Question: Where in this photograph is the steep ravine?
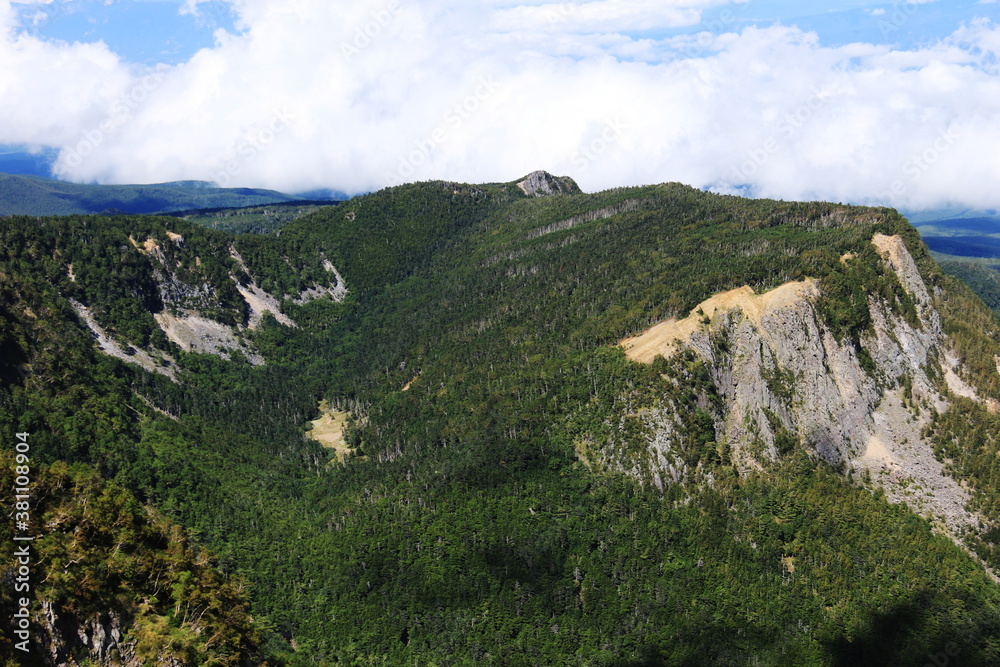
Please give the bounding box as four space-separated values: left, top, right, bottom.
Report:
621 235 996 560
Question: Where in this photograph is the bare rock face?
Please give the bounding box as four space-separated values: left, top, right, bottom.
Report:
517 171 580 197
622 235 980 541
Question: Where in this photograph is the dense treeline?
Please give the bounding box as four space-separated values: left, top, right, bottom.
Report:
0 448 263 667
0 183 1000 665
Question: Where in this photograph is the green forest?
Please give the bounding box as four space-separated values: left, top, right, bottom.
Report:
0 182 1000 667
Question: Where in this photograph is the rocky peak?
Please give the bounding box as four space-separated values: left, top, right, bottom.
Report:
517 171 581 197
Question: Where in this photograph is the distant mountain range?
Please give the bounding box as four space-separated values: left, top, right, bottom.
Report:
0 174 346 216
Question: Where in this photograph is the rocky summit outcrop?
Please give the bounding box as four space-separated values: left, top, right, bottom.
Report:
621 235 980 540
517 171 580 197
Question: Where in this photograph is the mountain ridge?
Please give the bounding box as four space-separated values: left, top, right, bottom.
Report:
0 177 1000 666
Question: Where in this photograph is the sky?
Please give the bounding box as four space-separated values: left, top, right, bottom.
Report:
0 0 1000 210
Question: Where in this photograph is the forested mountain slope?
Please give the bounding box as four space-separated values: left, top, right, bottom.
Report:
0 174 1000 665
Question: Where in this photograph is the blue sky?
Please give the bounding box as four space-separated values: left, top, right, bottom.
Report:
0 0 1000 208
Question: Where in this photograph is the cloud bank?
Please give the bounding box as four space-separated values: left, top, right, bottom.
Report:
0 0 1000 208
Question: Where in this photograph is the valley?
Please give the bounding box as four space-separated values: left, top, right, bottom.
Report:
0 172 1000 667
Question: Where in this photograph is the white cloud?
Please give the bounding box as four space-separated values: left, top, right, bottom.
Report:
0 0 1000 208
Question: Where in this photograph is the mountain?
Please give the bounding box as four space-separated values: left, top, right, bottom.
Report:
0 172 1000 666
0 174 310 216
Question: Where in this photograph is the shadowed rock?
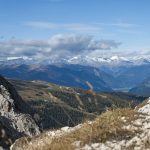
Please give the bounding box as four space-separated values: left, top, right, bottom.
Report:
0 76 40 148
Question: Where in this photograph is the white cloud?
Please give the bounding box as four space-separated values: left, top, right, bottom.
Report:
0 35 121 59
25 21 102 33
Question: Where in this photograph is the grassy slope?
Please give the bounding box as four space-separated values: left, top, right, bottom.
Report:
10 80 145 129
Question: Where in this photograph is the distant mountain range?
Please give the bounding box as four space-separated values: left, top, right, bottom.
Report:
0 56 150 92
0 55 150 67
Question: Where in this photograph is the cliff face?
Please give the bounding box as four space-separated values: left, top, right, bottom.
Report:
0 76 40 148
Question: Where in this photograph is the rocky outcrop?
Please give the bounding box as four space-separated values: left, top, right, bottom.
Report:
0 76 40 148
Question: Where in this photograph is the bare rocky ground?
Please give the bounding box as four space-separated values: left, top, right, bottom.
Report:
0 77 40 149
11 98 150 150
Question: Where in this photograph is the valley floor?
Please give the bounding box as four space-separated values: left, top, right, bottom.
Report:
11 99 150 150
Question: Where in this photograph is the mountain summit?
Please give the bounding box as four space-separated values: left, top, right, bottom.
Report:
0 76 40 148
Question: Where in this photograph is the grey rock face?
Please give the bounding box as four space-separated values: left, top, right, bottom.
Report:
0 76 40 147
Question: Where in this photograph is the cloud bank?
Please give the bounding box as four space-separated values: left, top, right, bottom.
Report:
0 35 121 59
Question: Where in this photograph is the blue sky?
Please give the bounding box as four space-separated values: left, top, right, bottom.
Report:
0 0 150 59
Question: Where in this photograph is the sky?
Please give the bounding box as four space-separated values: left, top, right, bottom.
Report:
0 0 150 59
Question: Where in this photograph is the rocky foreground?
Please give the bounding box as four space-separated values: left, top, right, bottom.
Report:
0 77 150 150
0 76 40 149
11 98 150 150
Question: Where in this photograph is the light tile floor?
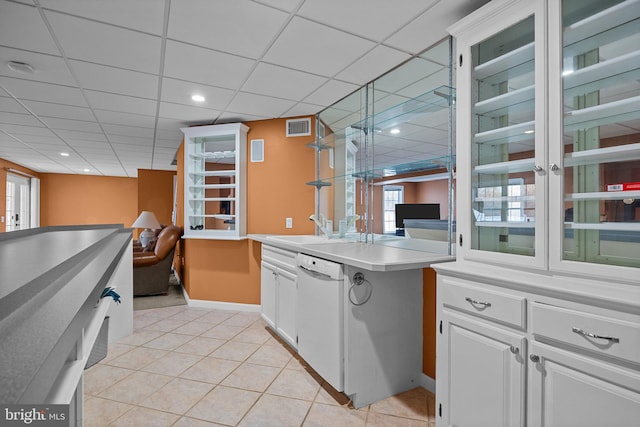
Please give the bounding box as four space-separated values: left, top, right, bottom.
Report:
84 306 435 427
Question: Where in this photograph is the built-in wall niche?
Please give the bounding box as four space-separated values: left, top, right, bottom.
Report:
316 39 455 252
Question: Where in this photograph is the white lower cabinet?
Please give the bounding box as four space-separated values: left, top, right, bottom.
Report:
529 343 640 427
436 311 526 427
436 265 640 427
260 245 298 349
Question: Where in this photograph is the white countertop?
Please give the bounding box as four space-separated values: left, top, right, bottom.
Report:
248 234 455 271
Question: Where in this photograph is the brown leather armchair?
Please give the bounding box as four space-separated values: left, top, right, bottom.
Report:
133 225 182 296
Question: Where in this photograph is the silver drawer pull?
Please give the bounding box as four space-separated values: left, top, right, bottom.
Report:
464 297 491 307
571 326 620 343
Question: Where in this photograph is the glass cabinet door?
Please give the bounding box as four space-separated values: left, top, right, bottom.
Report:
551 0 640 267
470 11 543 256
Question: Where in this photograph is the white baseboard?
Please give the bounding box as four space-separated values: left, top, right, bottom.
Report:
420 374 436 394
182 286 261 313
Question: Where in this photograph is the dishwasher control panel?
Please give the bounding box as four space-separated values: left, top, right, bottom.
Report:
296 254 343 280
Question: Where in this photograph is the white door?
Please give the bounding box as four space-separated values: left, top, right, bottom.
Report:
529 343 640 427
260 261 278 328
276 268 297 348
437 312 526 427
5 174 31 231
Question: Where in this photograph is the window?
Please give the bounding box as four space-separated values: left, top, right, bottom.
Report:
382 185 404 233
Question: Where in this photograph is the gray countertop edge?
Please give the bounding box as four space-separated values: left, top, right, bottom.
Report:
0 226 132 404
434 260 640 314
248 234 455 271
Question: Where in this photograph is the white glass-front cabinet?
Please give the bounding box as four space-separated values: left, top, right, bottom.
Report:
450 0 640 280
182 123 249 239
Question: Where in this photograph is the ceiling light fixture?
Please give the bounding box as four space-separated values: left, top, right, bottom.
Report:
7 61 35 74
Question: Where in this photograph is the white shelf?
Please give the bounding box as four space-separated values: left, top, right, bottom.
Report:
474 42 534 80
473 120 535 144
564 222 640 232
189 184 236 190
473 85 535 115
473 159 535 174
564 142 640 167
563 0 638 56
189 197 236 202
565 191 640 201
473 221 536 228
564 95 640 132
563 51 640 98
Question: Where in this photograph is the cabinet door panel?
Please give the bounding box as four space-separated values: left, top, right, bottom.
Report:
442 311 526 427
530 343 640 427
276 269 297 348
260 261 278 328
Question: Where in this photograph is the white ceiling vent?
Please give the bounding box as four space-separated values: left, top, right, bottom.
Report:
287 118 311 136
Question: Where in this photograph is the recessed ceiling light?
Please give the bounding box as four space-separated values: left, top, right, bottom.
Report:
7 61 34 74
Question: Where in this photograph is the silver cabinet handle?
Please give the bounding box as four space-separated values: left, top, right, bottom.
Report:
571 326 620 343
464 297 491 307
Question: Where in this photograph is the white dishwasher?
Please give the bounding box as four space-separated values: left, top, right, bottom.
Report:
297 254 344 391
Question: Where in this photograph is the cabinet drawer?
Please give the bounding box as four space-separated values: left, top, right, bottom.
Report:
438 277 527 329
262 245 297 272
531 302 640 364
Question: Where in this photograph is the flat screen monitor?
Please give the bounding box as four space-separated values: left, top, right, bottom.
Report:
396 203 440 228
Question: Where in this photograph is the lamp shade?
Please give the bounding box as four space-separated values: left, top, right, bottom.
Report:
131 211 160 230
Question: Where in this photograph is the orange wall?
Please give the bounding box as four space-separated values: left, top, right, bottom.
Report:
138 169 176 225
40 173 138 227
0 158 40 233
178 115 315 304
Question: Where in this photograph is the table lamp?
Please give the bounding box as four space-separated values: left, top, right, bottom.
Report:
131 211 160 247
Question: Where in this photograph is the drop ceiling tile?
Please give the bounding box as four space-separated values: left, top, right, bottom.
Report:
376 58 442 93
84 90 156 116
168 0 289 58
0 1 60 55
282 102 323 117
0 46 76 86
336 45 411 86
45 11 161 74
264 17 375 77
2 124 56 139
102 124 153 140
385 0 489 54
164 40 254 88
227 92 295 117
298 0 438 42
242 63 327 101
159 102 220 124
43 117 102 133
40 0 165 35
303 80 359 106
162 78 234 110
24 101 95 121
94 109 156 129
56 130 107 142
0 112 44 129
0 96 28 114
69 60 158 99
0 77 87 107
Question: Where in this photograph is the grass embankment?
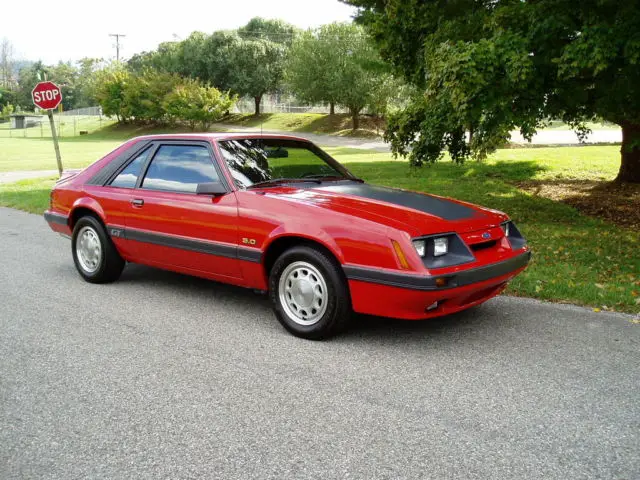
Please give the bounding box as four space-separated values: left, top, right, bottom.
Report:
0 138 640 312
221 113 384 138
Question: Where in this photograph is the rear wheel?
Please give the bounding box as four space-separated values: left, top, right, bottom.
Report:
269 246 351 340
71 216 125 283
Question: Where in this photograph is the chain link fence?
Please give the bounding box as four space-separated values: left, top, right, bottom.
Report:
0 107 115 139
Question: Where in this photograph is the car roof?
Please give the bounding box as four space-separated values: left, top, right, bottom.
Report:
131 132 309 142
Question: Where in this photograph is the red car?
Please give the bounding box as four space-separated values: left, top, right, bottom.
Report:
44 134 530 339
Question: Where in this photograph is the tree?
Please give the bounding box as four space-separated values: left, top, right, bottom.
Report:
200 30 241 91
225 39 285 115
287 23 388 130
0 38 14 90
94 65 132 122
162 79 237 130
344 0 640 183
122 68 181 123
74 58 103 108
238 17 299 48
286 24 341 115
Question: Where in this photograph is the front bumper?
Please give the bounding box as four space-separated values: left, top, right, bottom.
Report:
344 250 531 320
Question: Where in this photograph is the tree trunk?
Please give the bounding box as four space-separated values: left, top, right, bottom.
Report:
616 123 640 183
351 110 360 131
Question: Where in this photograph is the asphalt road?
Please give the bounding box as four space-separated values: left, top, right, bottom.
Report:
0 209 640 480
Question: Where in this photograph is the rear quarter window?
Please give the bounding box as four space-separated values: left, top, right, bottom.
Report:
110 147 151 188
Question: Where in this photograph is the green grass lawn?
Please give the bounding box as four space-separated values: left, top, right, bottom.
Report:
0 140 640 313
222 113 383 138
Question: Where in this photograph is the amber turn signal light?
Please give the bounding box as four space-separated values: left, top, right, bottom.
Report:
391 240 409 270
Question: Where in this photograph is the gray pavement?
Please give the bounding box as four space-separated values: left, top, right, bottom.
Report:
0 209 640 480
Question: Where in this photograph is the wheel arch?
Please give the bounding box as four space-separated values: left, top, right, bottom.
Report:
68 198 106 231
262 234 344 278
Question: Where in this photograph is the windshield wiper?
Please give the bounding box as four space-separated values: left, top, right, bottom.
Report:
247 178 322 188
303 174 364 183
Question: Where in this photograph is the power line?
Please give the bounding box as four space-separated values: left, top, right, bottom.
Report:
109 33 126 62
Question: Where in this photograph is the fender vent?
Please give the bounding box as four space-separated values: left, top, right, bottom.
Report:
471 240 498 252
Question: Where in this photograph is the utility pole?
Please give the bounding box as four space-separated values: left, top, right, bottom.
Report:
109 33 126 62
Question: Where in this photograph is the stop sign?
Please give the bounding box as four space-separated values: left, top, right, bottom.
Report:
31 82 62 110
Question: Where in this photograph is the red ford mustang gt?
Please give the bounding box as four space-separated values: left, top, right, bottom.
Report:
44 134 530 339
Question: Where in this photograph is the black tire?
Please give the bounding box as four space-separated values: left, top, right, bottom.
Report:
71 215 125 283
269 245 351 340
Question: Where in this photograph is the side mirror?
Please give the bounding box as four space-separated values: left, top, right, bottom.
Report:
196 182 227 197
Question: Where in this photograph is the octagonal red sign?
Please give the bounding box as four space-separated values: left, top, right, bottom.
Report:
31 82 62 110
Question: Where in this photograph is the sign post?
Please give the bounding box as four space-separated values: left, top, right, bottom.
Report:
31 82 62 176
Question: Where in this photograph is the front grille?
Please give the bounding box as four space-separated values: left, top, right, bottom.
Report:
471 240 498 252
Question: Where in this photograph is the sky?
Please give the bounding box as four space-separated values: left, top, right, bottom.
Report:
0 0 355 64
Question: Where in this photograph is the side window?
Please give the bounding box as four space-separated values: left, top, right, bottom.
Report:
142 145 219 193
111 147 151 188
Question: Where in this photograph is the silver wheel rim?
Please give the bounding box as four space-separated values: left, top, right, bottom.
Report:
76 227 102 273
278 262 329 326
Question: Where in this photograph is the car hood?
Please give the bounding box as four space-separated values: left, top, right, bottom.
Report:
262 182 508 235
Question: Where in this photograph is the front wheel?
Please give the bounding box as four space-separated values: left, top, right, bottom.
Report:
269 246 351 340
71 216 125 283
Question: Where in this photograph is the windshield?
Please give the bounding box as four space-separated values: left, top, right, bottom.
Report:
219 138 356 188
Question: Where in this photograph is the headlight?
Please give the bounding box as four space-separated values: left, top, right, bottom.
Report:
412 240 427 257
433 237 449 257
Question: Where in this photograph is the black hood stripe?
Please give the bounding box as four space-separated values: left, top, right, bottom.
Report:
316 183 476 220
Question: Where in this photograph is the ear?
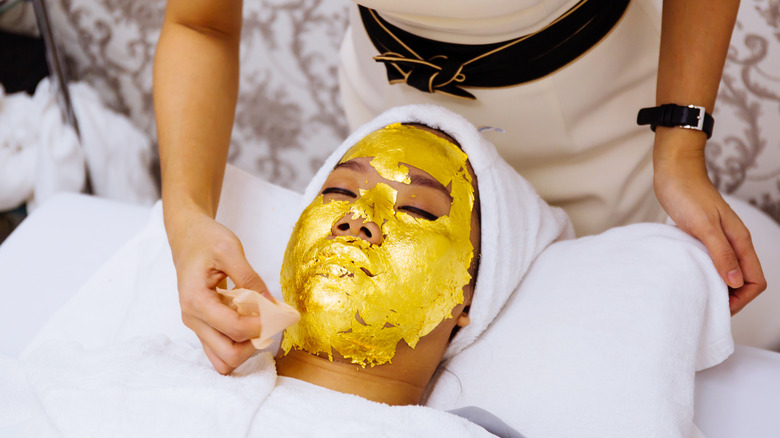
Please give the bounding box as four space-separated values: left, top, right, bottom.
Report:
455 308 471 327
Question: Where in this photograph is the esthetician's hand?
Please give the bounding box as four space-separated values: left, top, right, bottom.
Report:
654 128 766 315
167 213 271 374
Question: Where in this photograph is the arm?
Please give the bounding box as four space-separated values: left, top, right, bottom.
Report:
154 0 267 374
653 0 766 314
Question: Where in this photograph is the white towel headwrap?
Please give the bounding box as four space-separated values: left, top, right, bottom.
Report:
301 105 574 359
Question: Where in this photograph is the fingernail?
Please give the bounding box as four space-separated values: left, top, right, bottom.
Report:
726 268 743 289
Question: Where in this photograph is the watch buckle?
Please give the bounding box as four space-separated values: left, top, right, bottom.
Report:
680 105 707 131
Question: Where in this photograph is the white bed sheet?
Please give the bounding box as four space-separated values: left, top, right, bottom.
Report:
0 186 780 438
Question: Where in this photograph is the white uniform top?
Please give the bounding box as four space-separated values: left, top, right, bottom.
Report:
339 0 665 235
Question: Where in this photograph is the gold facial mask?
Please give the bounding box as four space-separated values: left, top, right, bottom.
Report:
281 124 474 366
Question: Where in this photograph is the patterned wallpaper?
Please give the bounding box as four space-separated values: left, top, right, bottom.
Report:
707 0 780 222
41 0 780 222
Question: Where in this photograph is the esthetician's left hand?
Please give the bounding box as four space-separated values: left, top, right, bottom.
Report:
653 128 766 315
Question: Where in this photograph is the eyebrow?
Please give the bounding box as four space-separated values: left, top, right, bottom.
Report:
333 160 451 198
333 160 369 172
409 174 451 198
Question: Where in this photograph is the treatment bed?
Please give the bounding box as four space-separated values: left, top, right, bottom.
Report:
0 169 780 438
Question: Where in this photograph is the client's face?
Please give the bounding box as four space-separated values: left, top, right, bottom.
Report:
281 124 479 366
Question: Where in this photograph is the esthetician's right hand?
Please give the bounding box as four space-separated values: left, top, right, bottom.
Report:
166 213 271 374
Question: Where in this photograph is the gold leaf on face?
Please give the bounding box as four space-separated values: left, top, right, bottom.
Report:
281 124 474 366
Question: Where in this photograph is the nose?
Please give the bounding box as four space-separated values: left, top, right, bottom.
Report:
331 212 382 245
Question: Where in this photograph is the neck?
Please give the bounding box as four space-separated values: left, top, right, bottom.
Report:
276 341 443 405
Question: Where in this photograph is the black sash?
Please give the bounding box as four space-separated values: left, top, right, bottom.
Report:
359 0 629 99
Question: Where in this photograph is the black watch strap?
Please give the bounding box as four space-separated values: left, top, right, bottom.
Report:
636 103 715 138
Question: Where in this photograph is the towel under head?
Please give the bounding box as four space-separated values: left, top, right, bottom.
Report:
301 105 574 359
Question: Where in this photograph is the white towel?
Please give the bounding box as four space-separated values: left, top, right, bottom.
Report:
0 78 157 211
301 105 574 358
6 335 492 438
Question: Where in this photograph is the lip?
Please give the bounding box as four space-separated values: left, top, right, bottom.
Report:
308 241 378 277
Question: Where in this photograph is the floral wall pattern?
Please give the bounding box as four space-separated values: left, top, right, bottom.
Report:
41 0 780 221
707 0 780 222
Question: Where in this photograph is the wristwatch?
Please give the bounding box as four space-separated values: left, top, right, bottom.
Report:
636 103 715 138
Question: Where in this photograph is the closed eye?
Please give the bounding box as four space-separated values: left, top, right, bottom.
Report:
398 205 439 221
322 187 357 198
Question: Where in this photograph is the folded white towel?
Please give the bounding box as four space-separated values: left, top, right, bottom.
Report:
301 105 574 358
0 78 158 211
6 335 492 438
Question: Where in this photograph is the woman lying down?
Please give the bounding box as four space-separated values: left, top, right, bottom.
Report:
0 106 571 437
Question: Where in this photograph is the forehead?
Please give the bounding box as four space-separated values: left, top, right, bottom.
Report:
341 123 471 186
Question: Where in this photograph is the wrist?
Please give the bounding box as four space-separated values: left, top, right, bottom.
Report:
653 126 707 171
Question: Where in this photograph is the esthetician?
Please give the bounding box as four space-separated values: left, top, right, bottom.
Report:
154 0 766 373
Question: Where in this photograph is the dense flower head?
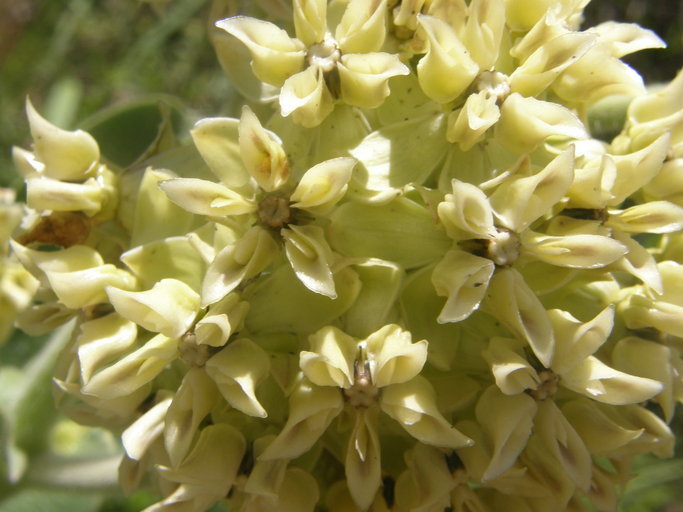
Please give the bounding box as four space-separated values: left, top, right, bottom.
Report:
5 0 683 512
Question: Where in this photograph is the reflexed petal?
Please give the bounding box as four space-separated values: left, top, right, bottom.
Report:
417 15 479 103
364 324 427 388
334 0 387 54
205 338 270 418
535 400 593 491
612 336 680 423
482 337 540 395
259 382 344 460
475 386 537 482
159 178 256 217
462 0 505 69
106 279 199 338
292 0 327 46
83 334 178 400
609 231 663 293
26 99 100 181
344 409 382 510
190 117 249 189
432 250 495 323
495 92 589 154
26 178 107 216
521 230 628 268
164 367 218 467
289 157 356 215
510 32 597 96
437 179 496 240
486 269 555 368
380 375 472 448
216 16 306 85
446 91 500 151
202 226 278 306
490 148 574 232
552 42 645 105
121 397 171 461
587 21 666 59
548 307 614 374
607 133 670 206
280 66 334 128
327 198 452 269
562 398 645 455
239 105 289 192
46 264 136 309
607 201 683 233
337 53 410 108
280 224 337 299
299 327 358 388
76 313 138 384
194 293 249 347
350 115 448 192
562 356 664 405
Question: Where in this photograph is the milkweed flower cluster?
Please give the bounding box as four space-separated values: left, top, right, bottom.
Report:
2 0 683 512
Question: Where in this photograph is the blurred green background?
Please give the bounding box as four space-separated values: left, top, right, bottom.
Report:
0 0 683 512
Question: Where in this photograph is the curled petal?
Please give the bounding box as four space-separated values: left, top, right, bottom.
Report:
290 157 356 215
216 16 306 85
432 250 495 323
281 224 337 299
299 327 358 388
159 178 256 217
259 382 344 461
106 279 199 338
206 338 270 418
380 375 472 448
417 15 479 103
365 324 427 388
26 99 100 181
337 53 410 108
239 105 289 192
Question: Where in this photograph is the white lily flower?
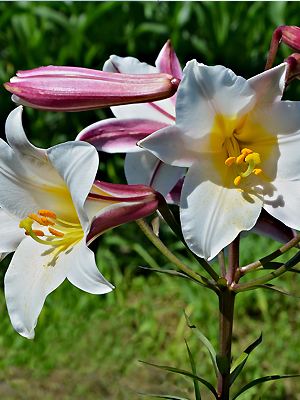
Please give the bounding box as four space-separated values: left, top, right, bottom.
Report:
139 60 300 259
0 107 128 338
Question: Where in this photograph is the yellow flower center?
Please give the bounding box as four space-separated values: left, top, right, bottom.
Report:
225 138 262 186
19 210 84 265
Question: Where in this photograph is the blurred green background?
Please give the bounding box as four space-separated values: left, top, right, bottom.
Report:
0 1 300 400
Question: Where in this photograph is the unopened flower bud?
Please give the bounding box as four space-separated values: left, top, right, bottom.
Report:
4 66 179 111
265 25 300 69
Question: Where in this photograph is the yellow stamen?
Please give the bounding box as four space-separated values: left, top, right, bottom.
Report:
38 210 56 219
253 168 262 175
48 226 65 237
25 229 45 236
235 153 246 164
28 214 54 226
233 175 242 186
225 157 235 167
241 147 253 156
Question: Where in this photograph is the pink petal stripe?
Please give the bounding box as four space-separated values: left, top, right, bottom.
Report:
4 67 178 111
89 180 158 201
87 198 158 244
76 118 168 153
155 40 182 79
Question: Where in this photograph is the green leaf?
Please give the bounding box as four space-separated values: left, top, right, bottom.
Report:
232 374 300 400
255 283 300 299
185 340 201 400
184 311 218 377
139 393 189 400
230 333 262 386
140 360 218 399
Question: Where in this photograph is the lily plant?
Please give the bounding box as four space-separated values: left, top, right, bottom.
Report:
0 26 300 400
0 107 158 338
77 41 185 200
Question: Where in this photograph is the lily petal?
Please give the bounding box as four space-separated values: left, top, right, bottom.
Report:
103 56 175 124
4 66 179 111
125 151 185 196
4 238 72 339
0 209 24 253
138 125 202 167
180 157 262 260
155 40 182 79
176 60 255 141
67 241 114 294
263 178 300 230
76 118 166 153
85 181 160 243
47 142 98 230
248 63 287 107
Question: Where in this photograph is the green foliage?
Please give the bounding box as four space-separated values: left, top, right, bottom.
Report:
0 1 300 400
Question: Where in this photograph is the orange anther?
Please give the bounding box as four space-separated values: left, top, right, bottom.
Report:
225 157 235 167
235 153 246 164
48 226 65 237
241 147 253 156
233 175 242 186
28 214 54 226
38 210 56 219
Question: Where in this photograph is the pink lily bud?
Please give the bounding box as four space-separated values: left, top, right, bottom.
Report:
265 25 300 69
4 66 179 111
87 180 162 243
284 53 300 85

======

# STATED TASK:
Gather every line in the entries that contains the word "countertop", copying each line in full.

# FULL SOLUTION:
Question: Where in this photograph is the white countertop?
Question: Where in this photograph is the gray countertop edge?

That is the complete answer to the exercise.